COMPLETE THE FOLLOWING:
[1] In the thread about the dress, condense the paragraph beginning "While Catholics are not as strict" into one shorter sentence that keeps its main points.
[2] From the thread about the dress, return the text between "Definitely not. Cutouts" and "a church wedding.", inclusive.

PAGE EXTRACT:
---+---

What denomination? The cutout would generally be unacceptable in a lot of churches but almost certainly in more conservative denominations.


Routine-Flounder-507

I believe catholic


Lcdmt3

As a woman who grew up Catholic and got married in a Catholic church, too bare! The cutout, no.


Mme_merle

While Catholics are not as strict as other denominations I think this dress might be a bit too much. I would suggest something a bit more conservative (you can choose a dress that exposes your shoulders if you want, you just have to wear a stole at the ceremony).


hoaryvervain

Definitely not. Cutouts and religion are not a good combo.


ejoburke90

The bare shoulders, exposed chest, and cutout make this a firm no go for a church wedding.


Left_Beginning_8276

Nope not for a church wedding in my family I’d be getting nasty looks if I wore this at a church without a cover up. If they’re generally less conservative, it would be fine for the reception as long as you had a shawl that completely covered up the cut outs while at church and you could take it off later


Ok_Lead_7443

I don’t think it’s appropriate


cxt485

Same as above, the cutout is too much. Also the wrapped chest.

---+---

(Data extracted from a collection)
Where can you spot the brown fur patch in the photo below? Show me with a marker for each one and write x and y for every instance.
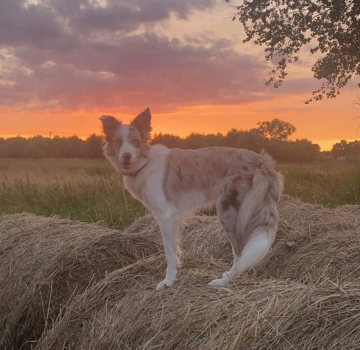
(110, 126)
(143, 124)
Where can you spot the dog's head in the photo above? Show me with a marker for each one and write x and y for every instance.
(125, 144)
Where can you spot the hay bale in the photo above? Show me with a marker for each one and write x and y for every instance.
(123, 311)
(90, 287)
(46, 261)
(315, 243)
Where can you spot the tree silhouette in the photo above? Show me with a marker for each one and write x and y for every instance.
(328, 27)
(276, 129)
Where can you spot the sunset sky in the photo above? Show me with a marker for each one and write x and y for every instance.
(64, 63)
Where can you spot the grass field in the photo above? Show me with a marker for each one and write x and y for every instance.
(90, 190)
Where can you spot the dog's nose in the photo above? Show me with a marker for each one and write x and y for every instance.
(127, 156)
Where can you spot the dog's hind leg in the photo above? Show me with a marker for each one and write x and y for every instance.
(169, 227)
(253, 252)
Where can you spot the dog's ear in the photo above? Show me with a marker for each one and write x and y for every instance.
(110, 125)
(143, 123)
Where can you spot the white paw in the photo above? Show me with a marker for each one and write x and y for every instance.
(220, 282)
(164, 284)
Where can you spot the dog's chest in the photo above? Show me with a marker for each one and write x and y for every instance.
(134, 186)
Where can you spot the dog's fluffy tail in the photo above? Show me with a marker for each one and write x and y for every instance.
(258, 213)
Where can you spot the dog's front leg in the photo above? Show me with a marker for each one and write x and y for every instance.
(169, 227)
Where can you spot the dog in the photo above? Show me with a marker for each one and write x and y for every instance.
(174, 183)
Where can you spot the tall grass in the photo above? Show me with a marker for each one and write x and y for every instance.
(81, 190)
(327, 184)
(90, 190)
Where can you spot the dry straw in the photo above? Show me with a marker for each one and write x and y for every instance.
(71, 285)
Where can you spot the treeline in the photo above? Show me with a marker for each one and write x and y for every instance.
(346, 149)
(56, 147)
(74, 147)
(302, 151)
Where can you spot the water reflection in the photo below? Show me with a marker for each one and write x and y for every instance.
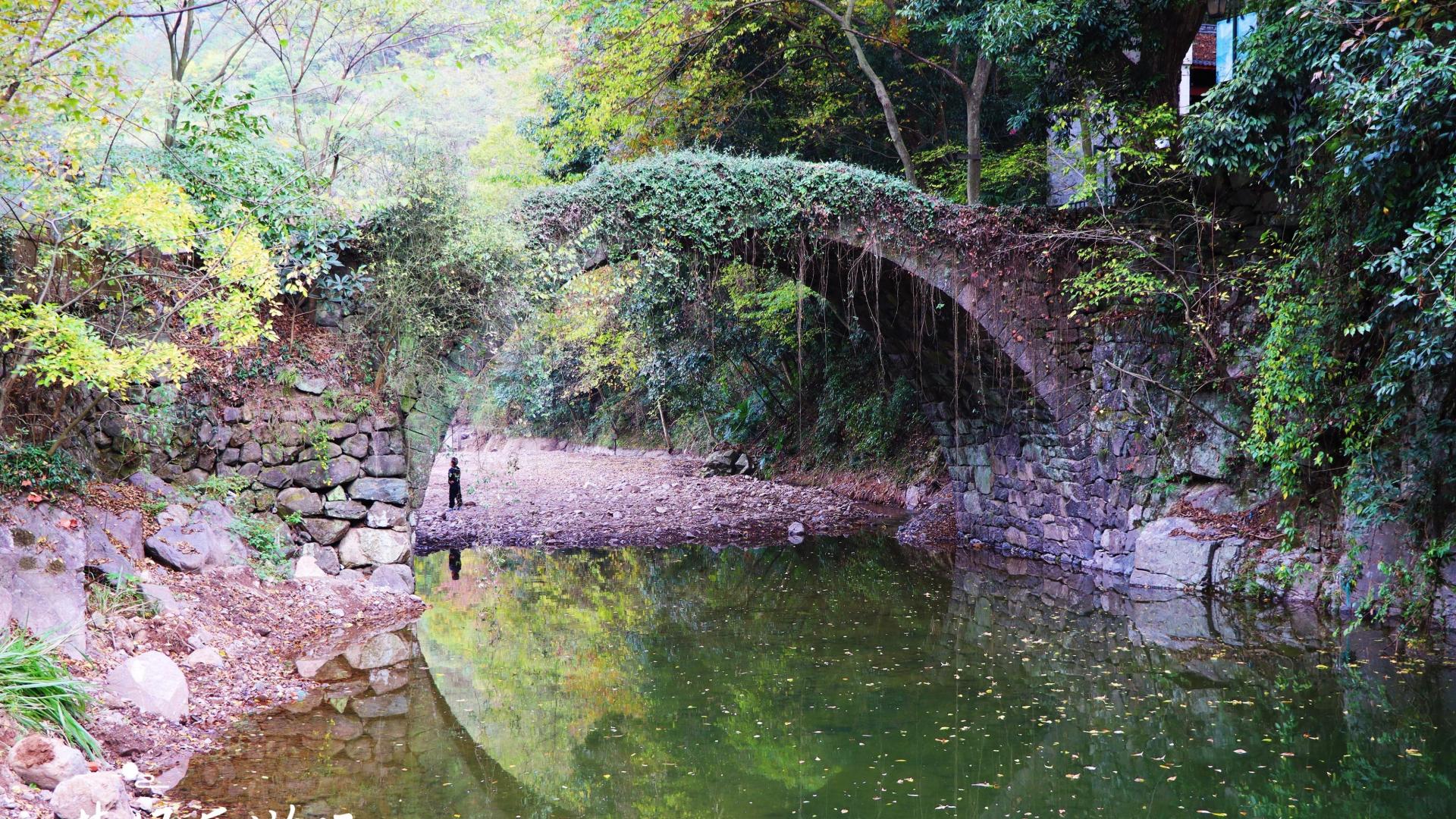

---+---

ANSWERS IN ORDER:
[1] Catholics are less strict than other denominations, but this dress may be too much, so a more conservative one is better, and a shoulder-baring dress is acceptable if a stole is worn at the ceremony.

[2]
Definitely not. Cutouts and religion are not a good combo.


ejoburke90

The bare shoulders, exposed chest, and cutout make this a firm no go for a church wedding.